• [WHAT TO WORK ON] Skip the pictures. Copy all the rest of the records down exactly.

• [RECORDS SUPPLIED]
^^^^^^^^^^^^^^^^

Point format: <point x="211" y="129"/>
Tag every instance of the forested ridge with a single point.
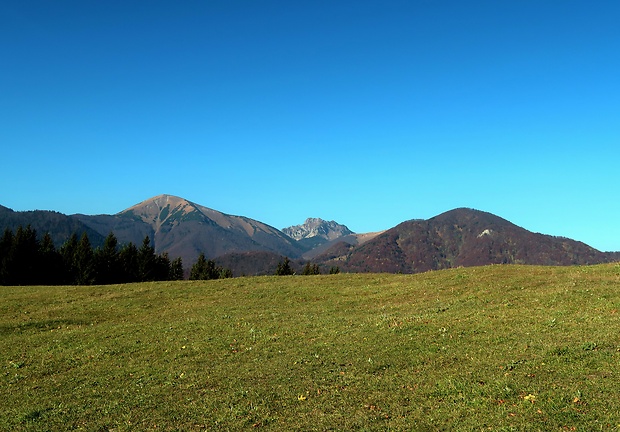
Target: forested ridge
<point x="27" y="260"/>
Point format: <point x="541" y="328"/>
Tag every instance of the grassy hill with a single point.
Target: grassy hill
<point x="484" y="348"/>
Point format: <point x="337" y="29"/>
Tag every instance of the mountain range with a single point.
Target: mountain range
<point x="460" y="237"/>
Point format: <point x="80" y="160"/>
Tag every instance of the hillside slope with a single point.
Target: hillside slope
<point x="183" y="228"/>
<point x="460" y="237"/>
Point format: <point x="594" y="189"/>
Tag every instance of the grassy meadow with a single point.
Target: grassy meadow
<point x="497" y="348"/>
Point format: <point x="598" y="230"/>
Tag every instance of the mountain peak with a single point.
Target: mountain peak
<point x="317" y="227"/>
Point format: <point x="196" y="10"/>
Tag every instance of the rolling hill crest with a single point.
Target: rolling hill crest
<point x="460" y="237"/>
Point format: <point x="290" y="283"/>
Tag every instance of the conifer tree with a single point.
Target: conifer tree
<point x="50" y="262"/>
<point x="284" y="268"/>
<point x="176" y="269"/>
<point x="68" y="253"/>
<point x="6" y="261"/>
<point x="84" y="262"/>
<point x="128" y="257"/>
<point x="146" y="261"/>
<point x="107" y="263"/>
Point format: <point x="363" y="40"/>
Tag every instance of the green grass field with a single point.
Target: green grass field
<point x="490" y="348"/>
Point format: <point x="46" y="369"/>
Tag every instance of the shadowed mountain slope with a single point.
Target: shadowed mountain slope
<point x="183" y="228"/>
<point x="461" y="237"/>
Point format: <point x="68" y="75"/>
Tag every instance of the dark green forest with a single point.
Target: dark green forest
<point x="27" y="260"/>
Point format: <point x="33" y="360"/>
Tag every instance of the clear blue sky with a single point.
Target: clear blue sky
<point x="369" y="113"/>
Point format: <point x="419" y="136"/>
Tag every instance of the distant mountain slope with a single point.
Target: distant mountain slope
<point x="59" y="226"/>
<point x="461" y="237"/>
<point x="317" y="228"/>
<point x="349" y="240"/>
<point x="183" y="228"/>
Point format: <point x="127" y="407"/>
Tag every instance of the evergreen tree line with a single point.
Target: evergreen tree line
<point x="26" y="260"/>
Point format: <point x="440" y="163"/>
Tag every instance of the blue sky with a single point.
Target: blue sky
<point x="369" y="113"/>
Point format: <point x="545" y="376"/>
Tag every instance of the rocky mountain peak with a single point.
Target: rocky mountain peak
<point x="317" y="227"/>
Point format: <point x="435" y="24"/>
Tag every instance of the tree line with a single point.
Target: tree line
<point x="26" y="260"/>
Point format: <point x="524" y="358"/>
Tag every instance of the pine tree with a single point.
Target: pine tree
<point x="128" y="257"/>
<point x="25" y="257"/>
<point x="107" y="262"/>
<point x="176" y="269"/>
<point x="310" y="269"/>
<point x="6" y="259"/>
<point x="146" y="261"/>
<point x="84" y="262"/>
<point x="284" y="268"/>
<point x="68" y="253"/>
<point x="51" y="264"/>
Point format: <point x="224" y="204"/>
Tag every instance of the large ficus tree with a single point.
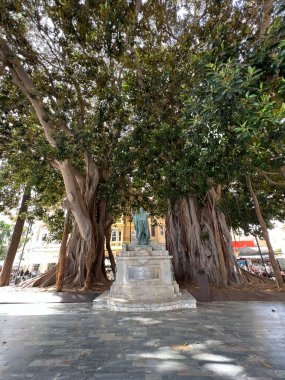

^^^^^^^^^^^^^^^^

• [TASK RESPONSE]
Point format: <point x="211" y="129"/>
Tag every instance of the forested ridge with a single point.
Target: forested ridge
<point x="27" y="260"/>
Point format: <point x="541" y="328"/>
Tag every instance of the grassy hill with a single point.
Target: grassy hill
<point x="484" y="348"/>
Point format: <point x="337" y="29"/>
Tag every instance of the mountain range with a single point.
Target: mountain range
<point x="460" y="237"/>
Point format: <point x="80" y="160"/>
Tag every instance of the hillside slope with a single point.
Target: hillside slope
<point x="183" y="228"/>
<point x="460" y="237"/>
Point format: <point x="594" y="189"/>
Tag every instance of the grassy meadow with a single point.
Target: grassy meadow
<point x="497" y="348"/>
Point format: <point x="598" y="230"/>
Tag every instance of the mountain peak with a single point.
Target: mountain peak
<point x="317" y="227"/>
Point format: <point x="196" y="10"/>
Tag every instance of the rolling hill crest with a single point.
Target: rolling hill crest
<point x="460" y="237"/>
Point format: <point x="290" y="283"/>
Tag every instance of the conifer tree with a single point.
Target: conifer tree
<point x="50" y="262"/>
<point x="284" y="268"/>
<point x="176" y="269"/>
<point x="68" y="253"/>
<point x="6" y="261"/>
<point x="84" y="262"/>
<point x="128" y="257"/>
<point x="146" y="261"/>
<point x="107" y="263"/>
Point format: <point x="363" y="40"/>
Tag every instance of the green grass field with a single point.
Target: green grass field
<point x="490" y="348"/>
Point format: <point x="46" y="369"/>
Tag every instance of the shadowed mountain slope with a single point.
Target: shadowed mountain slope
<point x="183" y="228"/>
<point x="461" y="237"/>
Point format: <point x="68" y="75"/>
Tag every instance of the dark green forest with a single point.
Target: dark green forest
<point x="27" y="260"/>
Point format: <point x="33" y="360"/>
Tag every instance of the clear blue sky with a single point.
Target: clear blue sky
<point x="369" y="113"/>
Point format: <point x="419" y="136"/>
Tag every instance of the distant mountain slope with a single point.
Target: distant mountain slope
<point x="59" y="226"/>
<point x="461" y="237"/>
<point x="317" y="228"/>
<point x="349" y="240"/>
<point x="183" y="228"/>
Point format: <point x="127" y="407"/>
Tag every instance of the evergreen tree line with a single point.
Target: evergreen tree line
<point x="26" y="260"/>
Point format: <point x="440" y="163"/>
Tag every instance of the blue sky with a single point.
Target: blue sky
<point x="369" y="113"/>
Point format: <point x="545" y="376"/>
Tag every instance of the rocky mountain peak with a single point.
Target: rocky mountain peak
<point x="317" y="227"/>
Point format: <point x="435" y="24"/>
Tag every instance of the tree line with a single point.
Target: tree line
<point x="26" y="260"/>
Point format: <point x="524" y="358"/>
Tag every instance of the pine tree with a single point.
Target: pine tree
<point x="128" y="257"/>
<point x="25" y="257"/>
<point x="107" y="262"/>
<point x="176" y="269"/>
<point x="310" y="269"/>
<point x="6" y="259"/>
<point x="146" y="261"/>
<point x="84" y="262"/>
<point x="284" y="268"/>
<point x="68" y="253"/>
<point x="51" y="264"/>
Point format: <point x="224" y="204"/>
Tag every instance of the large ficus tree with a single point.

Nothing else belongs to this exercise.